══ SOURCE DOCUMENT

Tyco International survived false accounting fraud accusations that nearly sank its high-flying stock last year. After a decade of diversification, can it now withstand an economic slowdown?

In nearly a decade as CEO, Dennis Kozlowski has built Tyco International from a $3 billion company focusing on fire prevention and flow control systems into a hulking, highly acquisitive, $29 billion conglomerate that sells everything from home security systems to health care products to electronic components. Tyco's success in such disparate businesses, as well as Kozlowski's reluctance to compete in industries where he can't be a No. 1 or No. 2 player, has invited comparisons with General Electric Co. and its legendary CEO, Jack Welch.

Kozlowski is no wanna-be, but his methods are similar to Welch's. Take Tyco's announcement last month that it plans to buy commercial financing concern CIT Group for approximately $9 billion in cash and stock, a move which would give Tyco a financing arm similar to General Electric Capital Corp. Although the deal would take Tyco away from its traditional lines of business, Kozlowski says it should not be viewed as a precedent for further expansion beyond the company's historical turf, but rather as a way to support those businesses by financing customer purchases.

════
══ ENTRIES SUPPLIED

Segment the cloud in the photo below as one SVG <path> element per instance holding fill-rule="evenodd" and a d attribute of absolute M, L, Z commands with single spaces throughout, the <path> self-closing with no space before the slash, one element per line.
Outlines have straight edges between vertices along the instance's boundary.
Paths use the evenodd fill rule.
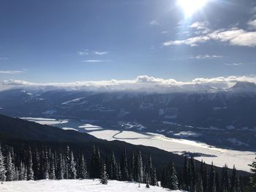
<path fill-rule="evenodd" d="M 191 47 L 198 46 L 198 43 L 203 43 L 209 41 L 211 39 L 207 36 L 199 36 L 188 38 L 184 40 L 175 40 L 175 41 L 168 41 L 163 43 L 164 46 L 170 46 L 170 45 L 187 45 Z"/>
<path fill-rule="evenodd" d="M 159 25 L 158 22 L 157 22 L 157 20 L 152 20 L 150 22 L 150 24 L 151 24 L 151 26 L 158 26 L 158 25 Z"/>
<path fill-rule="evenodd" d="M 196 34 L 206 34 L 209 33 L 211 30 L 207 26 L 207 23 L 198 21 L 189 26 L 190 28 L 196 30 L 195 32 Z"/>
<path fill-rule="evenodd" d="M 9 58 L 1 58 L 1 57 L 0 57 L 0 60 L 8 60 L 9 59 Z"/>
<path fill-rule="evenodd" d="M 206 58 L 222 58 L 222 55 L 190 55 L 189 58 L 197 58 L 197 59 L 206 59 Z"/>
<path fill-rule="evenodd" d="M 174 79 L 162 79 L 140 75 L 133 80 L 83 81 L 69 83 L 36 83 L 23 80 L 10 80 L 0 81 L 0 90 L 3 87 L 27 88 L 42 90 L 83 90 L 95 91 L 146 91 L 150 93 L 173 93 L 184 91 L 213 91 L 214 88 L 227 89 L 237 82 L 256 82 L 256 76 L 230 76 L 214 78 L 195 78 L 188 82 L 179 82 Z M 217 89 L 215 89 L 217 91 Z"/>
<path fill-rule="evenodd" d="M 99 60 L 99 59 L 88 59 L 88 60 L 84 60 L 83 62 L 85 63 L 102 63 L 102 62 L 109 62 L 110 61 L 110 60 Z"/>
<path fill-rule="evenodd" d="M 187 45 L 193 47 L 211 40 L 227 42 L 230 45 L 254 47 L 256 47 L 256 31 L 246 31 L 237 28 L 233 28 L 230 30 L 219 29 L 206 35 L 190 37 L 183 40 L 165 42 L 163 45 Z"/>
<path fill-rule="evenodd" d="M 233 64 L 225 64 L 227 66 L 241 66 L 244 64 L 242 63 L 233 63 Z"/>
<path fill-rule="evenodd" d="M 0 71 L 0 74 L 18 74 L 23 73 L 23 71 Z"/>
<path fill-rule="evenodd" d="M 94 54 L 98 55 L 107 55 L 108 53 L 106 51 L 103 51 L 103 52 L 94 51 Z"/>
<path fill-rule="evenodd" d="M 250 28 L 255 28 L 256 29 L 256 19 L 253 19 L 253 20 L 248 21 L 247 24 Z"/>
<path fill-rule="evenodd" d="M 78 52 L 78 54 L 79 55 L 87 55 L 89 53 L 88 53 L 88 50 L 80 50 Z"/>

════

# WRITTEN PROBLEM
Please extract the passage of the Tyco article from "Tyco International survived" up to and including "an economic slowdown?". The listing comes from a different source than the Tyco article.

# CORRECT OUTPUT
Tyco International survived false accounting fraud accusations that nearly sank its high-flying stock last year. After a decade of diversification, can it now withstand an economic slowdown?